WORK TO COMPLETE —
Find the line that contains "Please pick out the blurred". Repeat that line and all lines following it, exactly, through the end of the listing below.

SOURCE MATERIAL —
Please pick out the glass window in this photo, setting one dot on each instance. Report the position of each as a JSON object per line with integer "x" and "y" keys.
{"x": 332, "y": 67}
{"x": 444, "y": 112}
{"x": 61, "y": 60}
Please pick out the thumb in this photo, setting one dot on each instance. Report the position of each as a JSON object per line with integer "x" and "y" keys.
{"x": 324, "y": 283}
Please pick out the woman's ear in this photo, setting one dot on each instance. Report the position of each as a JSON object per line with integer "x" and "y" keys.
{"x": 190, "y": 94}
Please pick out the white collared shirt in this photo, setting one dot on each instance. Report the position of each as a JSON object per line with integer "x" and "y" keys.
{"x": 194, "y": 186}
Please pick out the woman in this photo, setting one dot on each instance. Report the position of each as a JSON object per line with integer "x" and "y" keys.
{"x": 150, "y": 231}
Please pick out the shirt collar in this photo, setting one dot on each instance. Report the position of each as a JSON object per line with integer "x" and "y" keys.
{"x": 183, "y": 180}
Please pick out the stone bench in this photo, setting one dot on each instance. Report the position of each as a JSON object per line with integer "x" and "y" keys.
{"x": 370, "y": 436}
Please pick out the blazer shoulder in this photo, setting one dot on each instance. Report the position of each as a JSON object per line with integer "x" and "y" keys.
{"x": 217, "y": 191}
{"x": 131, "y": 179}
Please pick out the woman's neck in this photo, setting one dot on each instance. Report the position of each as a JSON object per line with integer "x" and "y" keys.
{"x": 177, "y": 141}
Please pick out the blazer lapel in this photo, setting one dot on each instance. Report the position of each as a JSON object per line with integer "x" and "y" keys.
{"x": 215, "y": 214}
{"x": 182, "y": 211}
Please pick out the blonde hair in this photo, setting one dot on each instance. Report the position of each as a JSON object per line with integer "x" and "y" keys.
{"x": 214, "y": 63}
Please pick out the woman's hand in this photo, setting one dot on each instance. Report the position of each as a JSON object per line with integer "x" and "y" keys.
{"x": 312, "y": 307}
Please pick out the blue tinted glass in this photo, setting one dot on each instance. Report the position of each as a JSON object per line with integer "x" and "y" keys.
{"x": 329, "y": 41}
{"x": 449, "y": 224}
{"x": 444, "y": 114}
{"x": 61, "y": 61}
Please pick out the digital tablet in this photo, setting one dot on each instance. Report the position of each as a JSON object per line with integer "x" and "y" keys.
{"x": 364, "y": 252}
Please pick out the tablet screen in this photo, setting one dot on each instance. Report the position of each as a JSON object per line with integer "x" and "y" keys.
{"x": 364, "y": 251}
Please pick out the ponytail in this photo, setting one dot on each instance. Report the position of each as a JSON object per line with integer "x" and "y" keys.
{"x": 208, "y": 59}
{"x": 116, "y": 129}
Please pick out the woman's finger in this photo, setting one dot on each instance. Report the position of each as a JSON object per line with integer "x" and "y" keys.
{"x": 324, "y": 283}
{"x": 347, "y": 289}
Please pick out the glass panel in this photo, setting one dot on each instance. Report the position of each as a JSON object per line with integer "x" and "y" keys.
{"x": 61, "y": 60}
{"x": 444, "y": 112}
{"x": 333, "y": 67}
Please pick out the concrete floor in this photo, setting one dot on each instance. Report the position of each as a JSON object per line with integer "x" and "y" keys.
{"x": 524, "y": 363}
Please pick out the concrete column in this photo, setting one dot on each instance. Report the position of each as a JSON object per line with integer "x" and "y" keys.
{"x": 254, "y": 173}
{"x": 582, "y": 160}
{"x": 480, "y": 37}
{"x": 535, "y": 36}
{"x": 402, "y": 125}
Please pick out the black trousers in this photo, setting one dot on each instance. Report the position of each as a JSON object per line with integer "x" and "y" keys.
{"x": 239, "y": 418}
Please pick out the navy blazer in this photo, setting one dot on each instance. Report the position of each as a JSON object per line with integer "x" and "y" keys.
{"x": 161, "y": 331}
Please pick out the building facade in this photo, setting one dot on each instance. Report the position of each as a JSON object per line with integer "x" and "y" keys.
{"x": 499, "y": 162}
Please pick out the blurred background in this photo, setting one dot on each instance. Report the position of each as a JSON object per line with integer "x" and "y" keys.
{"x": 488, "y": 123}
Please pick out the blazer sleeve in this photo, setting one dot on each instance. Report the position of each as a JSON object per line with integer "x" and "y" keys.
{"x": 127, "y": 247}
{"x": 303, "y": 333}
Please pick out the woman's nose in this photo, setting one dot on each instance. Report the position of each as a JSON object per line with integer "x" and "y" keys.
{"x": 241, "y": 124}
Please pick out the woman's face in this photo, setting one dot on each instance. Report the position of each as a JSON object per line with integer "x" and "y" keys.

EXERCISE RESULT —
Please pick out the blurred background in this photo, setting one dot on each instance. Report the position of each as a JSON object per line with integer "x" and "y" keys.
{"x": 488, "y": 123}
Please pick out the blazer sleeve in this photo, setting one dot on each instance. Report the position of each as a JSON object per line with integer "x" and "y" keys.
{"x": 127, "y": 247}
{"x": 303, "y": 333}
Please pick out the woman's nose in this photo, setting one dot on each instance. Report the position of each as a JSON object per line with integer "x" and "y" keys.
{"x": 241, "y": 124}
Please pick out the woman's face in this photo, setting one dot on each instance. Report the position of each as a JSON object per line with integer "x" and "y" keys.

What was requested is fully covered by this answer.